* Extract provided:

Fairview offers indoor swimming at the Fairview Aquatic Centre, golfing at the Fairview Golf Course, skating at the Fairplex, skiing at the Fairview Ski Hill, as well as curling, and bowling.

The Fairview Regional Aquatic Centre was a $3.4M collaborative project taken on by the Town of Fairview and the M.D. of Fairview No. 136. The facility has a waterslide, a zero depth wading pool, a 25m lap pool, a Tarzan swing, monkey bars, a whirlpool, and a climbing wall. The Fairview Olympians swim club is located there, and offers various programming.

== Sports ==
The Fairview Flyers were established in 2012, and compete in the North West Junior Hockey League.

== Government ==

The Town of Fairview is governed by a mayor (Gord MacLeod) and six councillors. Fairview is part of the federal electoral district of Peace River—Westlock, and is represented in the House of Commons by Arnold Viersen of the Conservative Party of Canada. Provincially, Fairview is part of the electoral district of Central Peace-Notley and is represented in the Legislative Assembly by Todd Loewen of the United Conservative Party.

== Education ==
Fairview has several schools, including:
- St. Thomas More Catholic School (K-12)

* Work item A:
Rewrite the stretch of the Fairview passage from "Fairview offers indoor" through "offers various programming.", substituting "hot tub" for "whirlpool".
* Work item B:
According to the Fairview passage, how much did the Fairview Regional Aquatic Centre project cost?

* Data supplied:
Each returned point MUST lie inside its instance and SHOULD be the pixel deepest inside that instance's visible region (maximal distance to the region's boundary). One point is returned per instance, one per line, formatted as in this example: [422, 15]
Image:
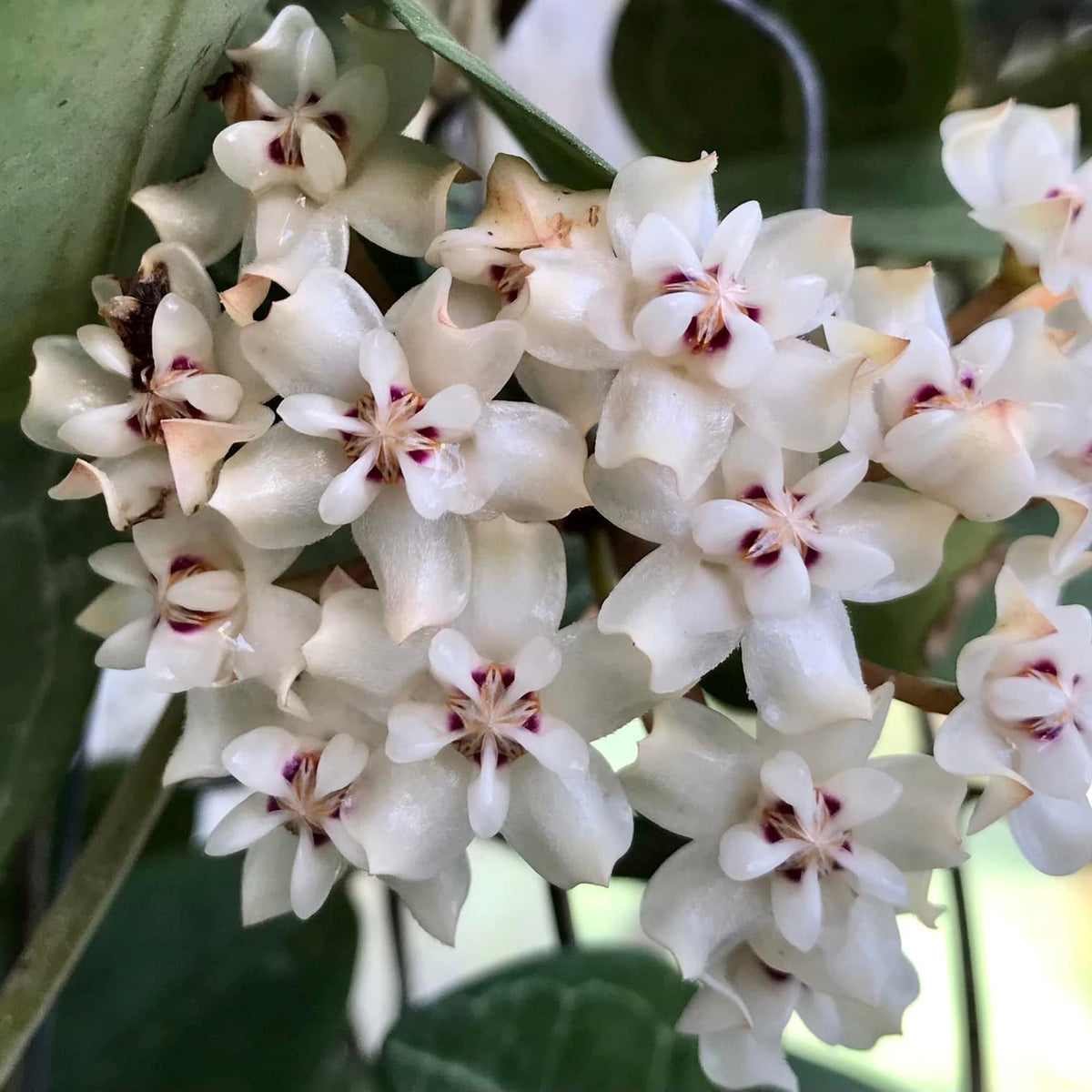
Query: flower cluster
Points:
[779, 431]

* Written response A:
Fairview offers indoor swimming at the Fairview Aquatic Centre, golfing at the Fairview Golf Course, skating at the Fairplex, skiing at the Fairview Ski Hill, as well as curling, and bowling.

The Fairview Regional Aquatic Centre was a $3.4M collaborative project taken on by the Town of Fairview and the M.D. of Fairview No. 136. The facility has a waterslide, a zero depth wading pool, a 25m lap pool, a Tarzan swing, monkey bars, a hot tub, and a climbing wall. The Fairview Olympians swim club is located there, and offers various programming.

* Written response B:
$3.4M